▶ _WHAT YOU HAVE TO DO_: Update the records below by replacing every "whole pixels" with "integer pixels" and leaving everything else unchanged.

▶ _DATA RECORDS_:
----------------
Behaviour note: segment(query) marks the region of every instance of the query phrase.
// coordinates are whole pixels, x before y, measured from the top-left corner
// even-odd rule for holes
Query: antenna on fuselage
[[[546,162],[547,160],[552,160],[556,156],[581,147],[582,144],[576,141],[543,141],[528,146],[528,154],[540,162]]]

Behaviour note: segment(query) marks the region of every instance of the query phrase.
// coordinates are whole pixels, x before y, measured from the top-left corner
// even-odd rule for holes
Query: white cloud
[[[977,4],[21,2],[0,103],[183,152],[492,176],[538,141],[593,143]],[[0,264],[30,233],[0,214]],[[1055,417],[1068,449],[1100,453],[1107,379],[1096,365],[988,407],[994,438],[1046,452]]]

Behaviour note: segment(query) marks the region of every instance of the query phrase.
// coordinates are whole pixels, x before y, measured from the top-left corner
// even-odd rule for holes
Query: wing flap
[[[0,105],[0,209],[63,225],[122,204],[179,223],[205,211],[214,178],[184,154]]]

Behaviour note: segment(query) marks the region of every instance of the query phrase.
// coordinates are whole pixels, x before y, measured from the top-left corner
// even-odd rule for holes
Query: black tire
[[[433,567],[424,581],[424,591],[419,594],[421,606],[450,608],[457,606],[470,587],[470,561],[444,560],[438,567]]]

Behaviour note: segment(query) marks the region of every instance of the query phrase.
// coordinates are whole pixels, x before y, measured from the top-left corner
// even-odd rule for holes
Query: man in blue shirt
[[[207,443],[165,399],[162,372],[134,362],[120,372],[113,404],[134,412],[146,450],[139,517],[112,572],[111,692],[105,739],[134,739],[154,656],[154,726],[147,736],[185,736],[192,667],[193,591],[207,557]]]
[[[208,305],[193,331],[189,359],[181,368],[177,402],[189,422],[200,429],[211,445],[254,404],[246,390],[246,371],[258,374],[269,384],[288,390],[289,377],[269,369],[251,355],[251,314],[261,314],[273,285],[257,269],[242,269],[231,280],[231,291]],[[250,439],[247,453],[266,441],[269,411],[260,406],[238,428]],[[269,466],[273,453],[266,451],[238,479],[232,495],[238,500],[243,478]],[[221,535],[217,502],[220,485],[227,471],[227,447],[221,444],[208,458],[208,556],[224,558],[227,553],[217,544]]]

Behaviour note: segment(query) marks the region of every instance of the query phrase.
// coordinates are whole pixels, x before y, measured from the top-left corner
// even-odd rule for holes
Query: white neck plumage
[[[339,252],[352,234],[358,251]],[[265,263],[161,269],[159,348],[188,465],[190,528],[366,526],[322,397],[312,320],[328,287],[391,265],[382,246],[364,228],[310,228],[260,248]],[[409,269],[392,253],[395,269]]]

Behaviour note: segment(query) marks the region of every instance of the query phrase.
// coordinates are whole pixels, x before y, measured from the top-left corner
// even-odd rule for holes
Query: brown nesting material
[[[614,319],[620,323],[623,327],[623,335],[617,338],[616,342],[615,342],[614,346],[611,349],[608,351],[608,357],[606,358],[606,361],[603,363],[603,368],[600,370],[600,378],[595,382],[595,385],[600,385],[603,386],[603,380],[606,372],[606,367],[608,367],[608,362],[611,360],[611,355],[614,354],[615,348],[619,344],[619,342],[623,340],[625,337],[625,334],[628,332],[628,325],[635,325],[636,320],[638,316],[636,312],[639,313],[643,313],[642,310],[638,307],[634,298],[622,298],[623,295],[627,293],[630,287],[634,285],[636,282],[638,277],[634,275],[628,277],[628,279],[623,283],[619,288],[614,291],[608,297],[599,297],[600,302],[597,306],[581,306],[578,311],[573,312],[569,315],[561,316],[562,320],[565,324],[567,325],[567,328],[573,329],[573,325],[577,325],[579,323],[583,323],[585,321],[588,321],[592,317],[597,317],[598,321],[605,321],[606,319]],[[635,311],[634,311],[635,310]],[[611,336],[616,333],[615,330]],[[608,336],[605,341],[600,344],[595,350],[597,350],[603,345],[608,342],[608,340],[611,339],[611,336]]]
----------------
▶ _TASK ANSWER_:
Behaviour note: segment(query) marks the region of every instance of the query phrase.
// coordinates are integer pixels, x before y, measured from the top-left corner
// even-odd rule for holes
Query: antenna on fuselage
[[[546,162],[547,160],[552,160],[556,156],[581,147],[582,144],[576,141],[543,141],[528,146],[528,154],[540,162]]]

Behaviour note: segment(query) marks the region of every instance of the query phrase.
// coordinates are integer pixels, x before y, measured from the top-left corner
// even-odd rule for holes
Query: white cloud
[[[977,4],[21,2],[0,103],[183,152],[492,176],[538,141],[593,143]],[[0,264],[30,233],[0,214]],[[1055,417],[1068,449],[1100,453],[1107,379],[1096,365],[988,407],[994,438],[1046,452]]]

Behaviour note: segment(query) marks the region of every instance of the query phrase.
// coordinates are integer pixels, x before y, measured from the top-left corner
// even-odd rule for holes
Query: wing flap
[[[0,105],[0,209],[63,225],[122,204],[179,223],[205,211],[214,178],[184,154]]]

Behaviour note: segment(query) marks the region of every instance of the query phrase.
// coordinates are integer pixels, x before y, measured from the top-left corner
// even-odd rule for holes
Query: black tire
[[[433,567],[424,581],[424,591],[419,594],[421,606],[450,608],[457,606],[470,587],[470,561],[444,560],[438,567]]]

Behaviour note: segment(query) marks the region of every instance of the query phrase.
// coordinates are integer pixels, x before y, measured from the top-left corner
// even-odd rule for holes
Query: man in blue shirt
[[[207,443],[165,399],[162,372],[134,362],[120,372],[113,404],[134,412],[146,450],[139,517],[112,572],[111,692],[105,739],[134,739],[154,656],[154,726],[147,736],[185,736],[192,667],[193,591],[207,557]]]
[[[208,305],[193,331],[189,359],[181,368],[177,402],[189,422],[200,429],[211,445],[254,404],[246,390],[246,371],[258,374],[269,384],[288,390],[289,377],[269,369],[251,355],[251,314],[261,314],[273,285],[257,269],[242,269],[231,280],[231,291]],[[250,439],[247,453],[266,441],[269,411],[260,406],[238,428]],[[269,466],[273,453],[266,451],[238,479],[232,495],[238,500],[243,478]],[[221,535],[217,502],[220,485],[227,471],[227,447],[221,444],[208,458],[208,556],[224,558],[227,553],[217,544]]]

Behaviour note: segment(query) marks the region of every instance of the query phrase.
// coordinates are integer pixels, x before y, measured from the top-left corner
// even-odd rule for holes
Query: white neck plumage
[[[339,252],[352,234],[358,251]],[[265,263],[161,269],[159,348],[188,465],[190,528],[366,526],[322,397],[312,320],[328,287],[391,265],[382,246],[364,228],[310,228],[260,248]],[[409,269],[392,253],[395,269]]]

Behaviour note: segment(query) marks the region of every instance of the query phrase.
// coordinates are integer pixels, x before y, measured from the top-left corner
// even-odd rule for holes
Query: brown nesting material
[[[614,319],[620,323],[623,327],[623,335],[617,338],[616,342],[615,342],[614,346],[611,349],[608,351],[608,357],[606,358],[606,361],[603,363],[603,368],[600,370],[600,378],[595,382],[595,385],[600,385],[603,386],[603,380],[606,372],[606,367],[608,367],[608,362],[611,360],[611,355],[614,354],[615,348],[619,344],[619,342],[623,340],[625,337],[625,334],[628,332],[628,325],[635,325],[636,320],[638,316],[636,312],[639,313],[643,313],[642,310],[638,307],[634,298],[622,298],[623,295],[627,293],[630,287],[634,285],[636,282],[638,277],[634,275],[628,277],[628,279],[623,283],[619,288],[614,291],[608,297],[599,297],[600,302],[597,306],[581,306],[578,311],[573,312],[569,315],[561,316],[562,320],[565,324],[567,325],[567,328],[573,329],[573,325],[577,325],[579,323],[583,323],[585,321],[588,321],[592,317],[597,317],[598,321],[605,321],[606,319]],[[635,311],[634,311],[635,310]],[[611,336],[616,333],[615,330]],[[608,336],[605,341],[600,344],[595,350],[597,350],[603,345],[608,342],[608,340],[611,339],[611,336]]]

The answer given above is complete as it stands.